## begin Material for the task

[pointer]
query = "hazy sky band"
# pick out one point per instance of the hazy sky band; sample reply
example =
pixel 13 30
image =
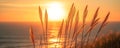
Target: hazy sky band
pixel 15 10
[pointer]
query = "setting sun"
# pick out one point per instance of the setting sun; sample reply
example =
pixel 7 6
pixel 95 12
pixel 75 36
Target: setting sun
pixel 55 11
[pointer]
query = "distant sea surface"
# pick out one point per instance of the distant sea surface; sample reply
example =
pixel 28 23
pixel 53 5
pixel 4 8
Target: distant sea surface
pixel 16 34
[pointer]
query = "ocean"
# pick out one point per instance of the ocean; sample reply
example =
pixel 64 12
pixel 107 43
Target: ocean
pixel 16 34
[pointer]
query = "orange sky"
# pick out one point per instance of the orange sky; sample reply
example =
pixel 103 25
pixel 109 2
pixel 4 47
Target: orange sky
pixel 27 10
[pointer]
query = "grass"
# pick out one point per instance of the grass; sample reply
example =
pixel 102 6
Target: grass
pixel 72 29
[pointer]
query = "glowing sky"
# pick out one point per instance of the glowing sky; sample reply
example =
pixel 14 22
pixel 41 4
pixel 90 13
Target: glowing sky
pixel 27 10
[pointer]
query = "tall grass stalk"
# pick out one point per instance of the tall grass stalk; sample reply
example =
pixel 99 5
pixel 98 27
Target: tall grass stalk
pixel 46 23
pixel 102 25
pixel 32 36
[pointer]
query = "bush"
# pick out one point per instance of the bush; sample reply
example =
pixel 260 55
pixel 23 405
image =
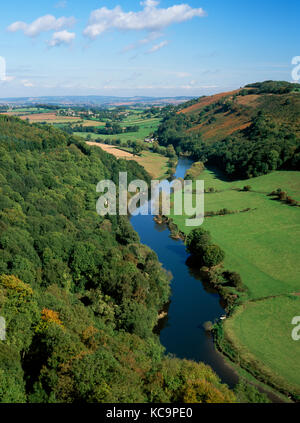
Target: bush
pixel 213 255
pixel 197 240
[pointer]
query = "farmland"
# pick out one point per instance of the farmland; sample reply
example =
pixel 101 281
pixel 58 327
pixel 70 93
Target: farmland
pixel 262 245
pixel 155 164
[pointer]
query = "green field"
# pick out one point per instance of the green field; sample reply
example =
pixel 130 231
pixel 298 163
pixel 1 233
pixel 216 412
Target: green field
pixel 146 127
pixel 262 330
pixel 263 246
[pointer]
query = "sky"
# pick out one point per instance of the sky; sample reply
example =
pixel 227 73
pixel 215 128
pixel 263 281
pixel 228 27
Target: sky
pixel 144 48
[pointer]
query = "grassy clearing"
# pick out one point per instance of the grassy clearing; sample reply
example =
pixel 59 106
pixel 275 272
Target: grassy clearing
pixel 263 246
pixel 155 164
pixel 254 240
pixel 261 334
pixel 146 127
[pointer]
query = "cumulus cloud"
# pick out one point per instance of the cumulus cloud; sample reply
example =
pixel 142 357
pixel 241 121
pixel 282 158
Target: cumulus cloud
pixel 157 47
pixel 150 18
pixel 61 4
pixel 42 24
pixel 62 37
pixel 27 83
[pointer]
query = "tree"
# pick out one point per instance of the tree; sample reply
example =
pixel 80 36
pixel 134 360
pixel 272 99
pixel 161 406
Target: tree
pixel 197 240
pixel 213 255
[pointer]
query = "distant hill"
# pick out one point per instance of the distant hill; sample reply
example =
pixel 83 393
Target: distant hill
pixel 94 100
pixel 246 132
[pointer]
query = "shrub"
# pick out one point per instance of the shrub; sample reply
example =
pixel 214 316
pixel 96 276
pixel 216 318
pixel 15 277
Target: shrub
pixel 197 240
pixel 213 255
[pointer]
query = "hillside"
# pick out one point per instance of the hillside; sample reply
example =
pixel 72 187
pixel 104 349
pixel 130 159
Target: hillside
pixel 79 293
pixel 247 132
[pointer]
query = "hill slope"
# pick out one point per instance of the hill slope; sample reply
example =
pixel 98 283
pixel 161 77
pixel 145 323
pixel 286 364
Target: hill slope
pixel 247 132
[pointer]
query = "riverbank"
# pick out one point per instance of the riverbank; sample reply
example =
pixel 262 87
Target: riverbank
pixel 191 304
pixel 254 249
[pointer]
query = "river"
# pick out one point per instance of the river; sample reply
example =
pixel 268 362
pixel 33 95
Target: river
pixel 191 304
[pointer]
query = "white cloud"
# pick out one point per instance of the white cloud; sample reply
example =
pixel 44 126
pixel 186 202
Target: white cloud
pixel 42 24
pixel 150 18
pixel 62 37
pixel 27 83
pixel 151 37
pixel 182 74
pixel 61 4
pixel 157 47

## end Material for the task

Rewrite all of the records above with every "Target" changed to "Object" and nothing else altered. Leave the pictures out.

[pointer]
query = "hazy sky band"
# pick out one point per instance of the hazy sky band; sample reply
example =
pixel 13 30
image =
Object: hazy sky band
pixel 15 10
[pointer]
query = "setting sun"
# pick out one point per instance of the setting sun; sample reply
example =
pixel 7 6
pixel 95 12
pixel 75 36
Object: setting sun
pixel 55 11
[pointer]
query = "distant sea surface"
# pick out one point per instance of the distant sea surface; sample reply
example =
pixel 28 23
pixel 53 5
pixel 4 8
Object: distant sea surface
pixel 16 34
[pointer]
query = "ocean"
# pick out one point per instance of the ocean; sample reply
example =
pixel 64 12
pixel 107 43
Object: ocean
pixel 16 34
[pointer]
query = "orange sky"
# pick out one point per instance of the orange sky; sample reply
example =
pixel 103 25
pixel 109 2
pixel 4 47
Object: orange sky
pixel 27 10
[pointer]
query = "grass"
# pick out one point per instance of the grass; sample reply
example =
pixel 102 6
Object: grass
pixel 72 29
[pointer]
query = "glowing sky"
# pick out one point per instance of the glowing sky; sample reply
example =
pixel 14 22
pixel 41 4
pixel 90 13
Object: glowing sky
pixel 27 10
[pointer]
query = "tall grass stalk"
# pick out one point per instance of the tall grass stalk; sample reply
example =
pixel 99 5
pixel 98 27
Object: tall grass stalk
pixel 46 23
pixel 102 25
pixel 32 36
[pointer]
query = "bush"
# pick out one point per instance of the bush; sample reply
example =
pixel 260 55
pixel 23 405
image =
Object: bush
pixel 213 255
pixel 197 240
[pointer]
query = "farmland"
# pick out one point per instance of the farmland; sample reply
example =
pixel 101 281
pixel 58 327
pixel 70 93
Object: farmland
pixel 262 245
pixel 155 164
[pointer]
query = "green field"
# pick out one point per instance of the green field; sample reply
example =
pixel 130 231
pixel 298 163
pixel 1 233
pixel 216 412
Object: green field
pixel 146 127
pixel 262 330
pixel 263 246
[pointer]
query = "sky"
# pick out one point per instance of the sky; sample reply
example =
pixel 227 73
pixel 215 128
pixel 263 281
pixel 228 27
Object: sky
pixel 144 48
[pointer]
query = "grassy clearing"
# pick out one point per instance of the grassy clearing; sample reply
example =
pixel 59 106
pixel 275 272
Object: grassy clearing
pixel 263 246
pixel 155 164
pixel 254 240
pixel 261 334
pixel 146 127
[pointer]
query = "cumulus cloud"
# pick out one point per instance of the cumulus cloud; sample reply
example =
pixel 142 357
pixel 241 121
pixel 282 158
Object: cumulus cloud
pixel 157 47
pixel 150 18
pixel 61 4
pixel 42 24
pixel 62 37
pixel 27 83
[pointer]
query = "tree"
# pick out one point per instance of the tree; sample reply
example =
pixel 80 36
pixel 134 360
pixel 272 99
pixel 161 406
Object: tree
pixel 197 240
pixel 213 255
[pointer]
query = "distant hill"
# pick out one point per instance of the distant hill; sample reply
example =
pixel 83 393
Object: distant hill
pixel 94 100
pixel 246 132
[pointer]
query = "shrub"
# pick out one point per instance of the shrub; sample reply
example =
pixel 214 316
pixel 96 276
pixel 216 318
pixel 15 277
Object: shrub
pixel 197 240
pixel 213 255
[pointer]
query = "hillside"
# pick out one point per instance of the hillside; sample reply
example =
pixel 72 187
pixel 104 349
pixel 130 159
Object: hillside
pixel 79 293
pixel 247 132
[pointer]
query = "hill slope"
# pick out one point per instance of the hill slope; sample reply
example =
pixel 98 283
pixel 161 77
pixel 145 323
pixel 286 364
Object: hill slope
pixel 247 132
[pointer]
query = "riverbank"
# pick out one point per instance of the riverbank; sample reply
example =
pixel 262 87
Object: riverbank
pixel 191 304
pixel 254 249
[pointer]
query = "river"
# pick out one point per instance of the river; sample reply
example =
pixel 268 362
pixel 33 95
Object: river
pixel 191 304
[pointer]
query = "white cloud"
# pick out one point per instance of the white cloud; sample reply
example =
pixel 44 126
pixel 186 202
Object: white cloud
pixel 42 24
pixel 150 18
pixel 62 37
pixel 27 83
pixel 151 37
pixel 182 74
pixel 61 4
pixel 157 47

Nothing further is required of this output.